**抜粋文**:
########################################

Of old the yahezakura lent
To Nara, capital of yore,
Its fragrancy, and now its scent
Hath spread our Kokonohe o'er.

   

 ディキンズは『忠臣蔵』も訳した。竹田出雲の『仮名手本忠臣蔵』をもとにしたものであるが、これも世界で最初にディキンズが手掛けたようだ。
 しかし、このような日本文芸の翻訳は、ディキンズがイギリスに帰国してからのほうが、もっと本格的になった。『竹取物語』、『古今集』仮名序、『方丈記』、能『高砂』など、ディキンズは驚くべき成果をのこした。そこには、ロンドンにおける一人の破天荒な日本人の関与があった。それが南方熊楠だったのだ。

ィキンズ訳『忠臣蔵』挿画

 ディキンズが本国に帰ったのは1879年(明治12)である。あれだけ日本に心を奪われていたわりには、意外に早い帰国だった。その理由はよくわかっていないのだが、何か滞在しにくい事情があったのかもしれない。
 ロンドンに落ち着いたディキンズは、しかし日本研究をやめなかった。それどころかさらに本気になった。とくに1894年にロンドン大学の事務総長になったとき、若き南方熊楠に出会ったことがいっそうディキンズの日本熱を濃くした。

########################################

**課題内容**: 抜粋文の「Of old the yahezakura」で始まり「事情があったのかもしれない。」で終わる部分を、「破天荒な」を「型破りな」に変えて書き直せ。

########################################

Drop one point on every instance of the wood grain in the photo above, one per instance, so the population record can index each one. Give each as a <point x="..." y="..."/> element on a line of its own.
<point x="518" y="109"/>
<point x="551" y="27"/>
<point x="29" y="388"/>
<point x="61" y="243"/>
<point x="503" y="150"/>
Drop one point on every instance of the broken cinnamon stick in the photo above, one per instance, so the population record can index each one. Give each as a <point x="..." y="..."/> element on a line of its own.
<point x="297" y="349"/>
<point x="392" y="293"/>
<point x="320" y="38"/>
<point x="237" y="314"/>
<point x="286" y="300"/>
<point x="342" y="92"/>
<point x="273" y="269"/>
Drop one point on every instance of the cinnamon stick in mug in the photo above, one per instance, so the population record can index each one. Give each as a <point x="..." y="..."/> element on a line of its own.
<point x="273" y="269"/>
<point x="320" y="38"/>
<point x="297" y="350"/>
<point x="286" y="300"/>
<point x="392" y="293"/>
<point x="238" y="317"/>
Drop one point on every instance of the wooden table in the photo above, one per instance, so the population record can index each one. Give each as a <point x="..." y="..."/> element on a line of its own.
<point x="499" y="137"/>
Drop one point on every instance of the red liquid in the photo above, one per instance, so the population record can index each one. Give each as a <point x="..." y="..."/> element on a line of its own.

########################################

**解答**:
Of old the yahezakura lent
To Nara, capital of yore,
Its fragrancy, and now its scent
Hath spread our Kokonohe o'er.

   

 ディキンズは『忠臣蔵』も訳した。竹田出雲の『仮名手本忠臣蔵』をもとにしたものであるが、これも世界で最初にディキンズが手掛けたようだ。
 しかし、このような日本文芸の翻訳は、ディキンズがイギリスに帰国してからのほうが、もっと本格的になった。『竹取物語』、『古今集』仮名序、『方丈記』、能『高砂』など、ディキンズは驚くべき成果をのこした。そこには、ロンドンにおける一人の型破りな日本人の関与があった。それが南方熊楠だったのだ。

ィキンズ訳『忠臣蔵』挿画

 ディキンズが本国に帰ったのは1879年(明治12)である。あれだけ日本に心を奪われていたわりには、意外に早い帰国だった。その理由はよくわかっていないのだが、何か滞在しにくい事情があったのかもしれない。